Discovery Helps Computers Draw Intricate Two-Dimensional Animations
Nearly 60 years ago computer scientist Ruth Weiss of Bell Labs published a pioneering algorithm to turn three-dimensional objects into two-dimensional drawings from any angle. But she ran into a problem with depicting outlines—an issue that has remained a computational geometry riddle for decades. With the ubiquity of computer animation today, this “hidden line problem” is now even more pressing.
The trickiest part of rendering a 3-D model in 2-D, a crucial step in computer animation, is the deceptively simple matter of the contour: the 2-D visual outline of the 3-D object. In a perfect world, a contour could be delineated with infinite precision—but the real world demands finite values. So modern algorithms start by covering the entire 3-D model with a mesh of tiny triangular “tiles,” then determining whether each tile would be facing a viewer or facing away. Next, algorithms use these tiles to build line segments that serve as the contour. But the results can create faulty, flickering lines when used in a stylized animation—and researchers were unsure why.
It has proved impossible to generate a triangle mesh fine enough to avoid every error of this kind. As Meta Reality Labs researcher Stéphane Grabli, an Oscar nominee for visual effects, explains, “The feeling was that with enough subdivision, it should be possible to create a mesh that allows exact visibility computation for these contours. This turned out to be wrong.” The resulting errors limit the complexity of nonphotorealistic illustration styles, Grabli adds.
####################
● **Questions on the material**:
**a)** In the article on computer-drawn animations, which scientist published the pioneering algorithm for turning three-dimensional objects into two-dimensional drawings, and where did that scientist work?
**b)** Write out the article on computer-drawn animations from "Discovery Helps Computers" up to and including "even more pressing.".
**c)** Continue the article on computer-drawn animations from the point at which it stops.

Referring expression records:
####################
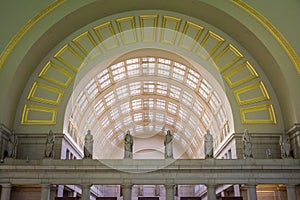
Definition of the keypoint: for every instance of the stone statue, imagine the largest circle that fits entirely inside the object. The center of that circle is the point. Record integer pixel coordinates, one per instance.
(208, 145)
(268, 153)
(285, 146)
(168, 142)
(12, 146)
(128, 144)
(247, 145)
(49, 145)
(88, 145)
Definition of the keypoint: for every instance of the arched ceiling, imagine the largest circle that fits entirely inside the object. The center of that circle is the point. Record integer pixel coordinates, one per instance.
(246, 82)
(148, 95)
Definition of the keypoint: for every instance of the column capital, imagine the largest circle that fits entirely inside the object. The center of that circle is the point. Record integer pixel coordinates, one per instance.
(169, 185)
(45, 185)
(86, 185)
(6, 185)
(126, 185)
####################
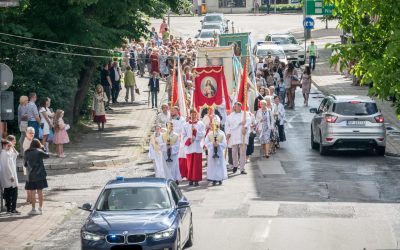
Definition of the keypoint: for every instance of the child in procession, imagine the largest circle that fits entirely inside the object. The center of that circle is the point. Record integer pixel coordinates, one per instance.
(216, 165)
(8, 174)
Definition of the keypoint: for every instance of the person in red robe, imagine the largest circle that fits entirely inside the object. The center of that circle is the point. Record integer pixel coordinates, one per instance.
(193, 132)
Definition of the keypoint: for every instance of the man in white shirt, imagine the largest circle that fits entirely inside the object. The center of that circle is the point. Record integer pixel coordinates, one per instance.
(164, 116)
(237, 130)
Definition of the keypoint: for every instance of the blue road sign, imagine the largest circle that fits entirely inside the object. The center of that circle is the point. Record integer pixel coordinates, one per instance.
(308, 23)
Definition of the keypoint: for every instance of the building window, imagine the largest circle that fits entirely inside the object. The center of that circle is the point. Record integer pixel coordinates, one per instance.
####################
● **Answer set**:
**a)** Ruth Weiss of Bell Labs.

**b)**
Discovery Helps Computers Draw Intricate Two-Dimensional Animations
Nearly 60 years ago computer scientist Ruth Weiss of Bell Labs published a pioneering algorithm to turn three-dimensional objects into two-dimensional drawings from any angle. But she ran into a problem with depicting outlines—an issue that has remained a computational geometry riddle for decades. With the ubiquity of computer animation today, this “hidden line problem” is now even more pressing.

**c)**
Now, in ACM Transactions on Graphics, University of British Columbia computer scientist Chenxi Liu and her colleagues propose an algorithmic solution, called ConTesse, that focuses on fixing the contour rather than the mesh. Zooming in by a factor of 1,600 on algorithm-generated contours, Liu identified small twists where the contour lines incorrectly crossed one another—and thus the tiles could not be consistently identified as facing toward or away from the viewer. “I experimented with many surfaces and saw that the algorithm failed on most of them,” she says.
The researchers’ new algorithm first traces a 3-D shape’s edges with line segments, then squashes this approximate contour down to 2-D and tries to tile its interior with triangles. Wherever that interior mesh mistakenly crosses over itself, the algorithm modifies that part of the contour, such as by untwisting it or adding finer line segments. The algorithm then regenerates the mesh using the repaired contour and projects it all back onto the 3-D object for a final visibility check.
The team’s innovation was to realize that the problem was with the contour itself. Previously it was unclear that such invalid contours were even possible, so fixes treated the flickering symptoms rather than the cause, Liu says. Grabli, who was not involved in the new research, concurs: “The paper proves why early solutions couldn’t work.”